= AIM =
Can you rewrite the stretch of lines from the one containing "Emit one marker per instance in this form: [(443, 181)]." through the end of the lines, keeping every line and offsetting each point coordinate in the answers by 92?

= THE RECORDS =
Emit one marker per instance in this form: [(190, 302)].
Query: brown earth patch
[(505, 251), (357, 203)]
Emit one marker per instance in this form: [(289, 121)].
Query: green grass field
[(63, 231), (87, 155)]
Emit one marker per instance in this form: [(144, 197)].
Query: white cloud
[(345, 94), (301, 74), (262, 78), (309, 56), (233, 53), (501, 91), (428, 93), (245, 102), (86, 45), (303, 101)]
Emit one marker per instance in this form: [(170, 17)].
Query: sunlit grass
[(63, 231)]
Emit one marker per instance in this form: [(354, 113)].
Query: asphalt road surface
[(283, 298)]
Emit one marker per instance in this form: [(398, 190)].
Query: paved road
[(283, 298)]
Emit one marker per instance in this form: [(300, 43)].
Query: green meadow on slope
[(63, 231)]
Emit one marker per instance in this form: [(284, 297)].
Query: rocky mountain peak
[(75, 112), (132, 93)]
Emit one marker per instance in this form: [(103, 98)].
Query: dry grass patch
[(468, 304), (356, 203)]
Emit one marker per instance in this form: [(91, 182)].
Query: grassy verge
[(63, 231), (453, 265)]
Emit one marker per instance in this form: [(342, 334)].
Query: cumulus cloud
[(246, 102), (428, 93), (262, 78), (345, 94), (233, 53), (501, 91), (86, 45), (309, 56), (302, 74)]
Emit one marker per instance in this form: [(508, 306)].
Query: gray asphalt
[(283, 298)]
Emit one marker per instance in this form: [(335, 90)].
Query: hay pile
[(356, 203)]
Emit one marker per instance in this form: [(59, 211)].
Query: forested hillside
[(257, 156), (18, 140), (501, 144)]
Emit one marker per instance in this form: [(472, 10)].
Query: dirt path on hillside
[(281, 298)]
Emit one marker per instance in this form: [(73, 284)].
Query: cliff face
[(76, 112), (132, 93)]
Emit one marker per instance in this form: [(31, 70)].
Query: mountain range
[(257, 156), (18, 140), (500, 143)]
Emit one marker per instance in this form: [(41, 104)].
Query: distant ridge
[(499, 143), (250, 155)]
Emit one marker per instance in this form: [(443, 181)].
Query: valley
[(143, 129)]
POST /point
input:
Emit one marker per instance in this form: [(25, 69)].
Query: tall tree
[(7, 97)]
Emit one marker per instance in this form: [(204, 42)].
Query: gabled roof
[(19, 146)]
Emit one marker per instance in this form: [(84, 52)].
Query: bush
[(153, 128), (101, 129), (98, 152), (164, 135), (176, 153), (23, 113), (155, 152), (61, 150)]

= THE ANSWER =
Emit one marker per instance in this form: [(443, 181)].
Query: valley
[(235, 221)]
POST /point
input:
Emit one marker per instance in this form: [(25, 69)].
Query: tall tree
[(99, 189)]
Emit one marker per instance in this form: [(204, 42)].
Query: gabled roof
[(111, 238)]
Emit one marker per instance in this form: [(84, 52)].
Query: bush
[(245, 220), (193, 221), (190, 244), (256, 227), (268, 245), (115, 205), (247, 244), (153, 242)]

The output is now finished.